§ **What is needed**
Copy each line below as written, but skip the pictures.

★ ★ ★ ★

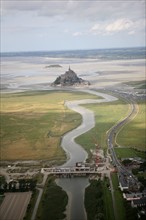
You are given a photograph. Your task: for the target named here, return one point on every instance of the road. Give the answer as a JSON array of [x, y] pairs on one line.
[[111, 136], [74, 151]]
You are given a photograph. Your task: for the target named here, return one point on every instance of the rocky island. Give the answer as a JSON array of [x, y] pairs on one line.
[[69, 78]]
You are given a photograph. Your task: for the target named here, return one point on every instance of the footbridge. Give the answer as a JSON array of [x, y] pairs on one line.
[[71, 170]]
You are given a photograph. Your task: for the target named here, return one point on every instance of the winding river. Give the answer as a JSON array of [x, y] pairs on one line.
[[75, 186]]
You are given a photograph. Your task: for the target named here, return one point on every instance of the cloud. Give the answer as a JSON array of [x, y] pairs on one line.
[[77, 9], [119, 25], [76, 34]]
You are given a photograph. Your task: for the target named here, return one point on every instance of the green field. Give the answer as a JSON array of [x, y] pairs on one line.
[[106, 115], [129, 152], [32, 124], [134, 133]]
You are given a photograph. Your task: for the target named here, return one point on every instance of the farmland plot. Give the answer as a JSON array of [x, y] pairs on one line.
[[14, 206]]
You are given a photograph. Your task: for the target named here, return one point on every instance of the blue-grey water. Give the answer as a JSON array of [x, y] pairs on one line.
[[22, 71]]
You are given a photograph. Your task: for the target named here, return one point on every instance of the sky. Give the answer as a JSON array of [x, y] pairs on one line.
[[30, 25]]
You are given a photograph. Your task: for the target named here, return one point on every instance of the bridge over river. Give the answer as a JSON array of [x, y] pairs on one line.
[[72, 170]]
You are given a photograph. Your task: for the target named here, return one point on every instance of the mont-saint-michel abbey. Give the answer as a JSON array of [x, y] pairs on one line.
[[72, 125]]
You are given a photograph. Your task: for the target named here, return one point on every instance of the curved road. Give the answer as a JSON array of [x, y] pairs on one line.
[[74, 151]]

★ ★ ★ ★

§ **Answer section**
You are given a photograph. Your task: for the target named here, return one point on every instance of the road. Give the answer as a JSON array of [x, y] pairs on one line.
[[111, 136], [74, 151]]
You are given a photograph. Your task: for the target named here, return one point on every instance of the rocky island. Give the answer as a JSON array of [x, y] pairs on one line.
[[69, 78]]
You are given a photograph. Your task: for the target named here, return one point on every instance of the footbridge. Give the answer as a JSON array of [x, y] pairs on one line.
[[71, 170]]
You are given a photograph. Your task: for the target named here, return one point on every instance of the winding river. Give the answer as a JSON array of [x, y] pairs on one line.
[[75, 186]]
You are given a photograph. Your task: for the target named here, return one point on every instance of the cloud. Give the answer as a JSON array of [x, y] pairs on one line.
[[77, 9], [119, 25], [76, 34]]
You are given a photograph. Your task: for the target named here, return one point on every instance of the green field. Give the answer as a JSON array of [x, y] pairs on one line.
[[106, 115], [129, 152], [32, 124], [134, 133]]
You are given a photograph. Your task: for the target named here, return one point on every instance of the farmland plot. Give the answer as a JSON array of [x, y] pairs on one line.
[[14, 206]]
You are given a photograph. Your task: for the target named here, return one point on every instance of the blue-grey water. Give the answer as a JSON array of [x, y] pairs on one line.
[[22, 71]]
You are given a photograph. Your task: for the target named here, return one point on every instance of the sky. Give the answer as a JSON array of [x, y] pairs on one line.
[[30, 25]]
You are given a photograph. Your task: for the target named here, return one point on every instance of the bridge over river. Give the answer as a JSON array of [x, y] pairs on one line.
[[72, 170]]
You are given a photograph. Your task: for the target named here, return one point on every instance of the mont-saint-michel abbey. Give the answer as a JSON array of [x, y] pairs on one line.
[[72, 125]]
You are given a photograph. Your task: for the target named here, return one point on every instance of the curved road. Give the answer as a JSON array of [x, y] pairs on one line.
[[74, 151]]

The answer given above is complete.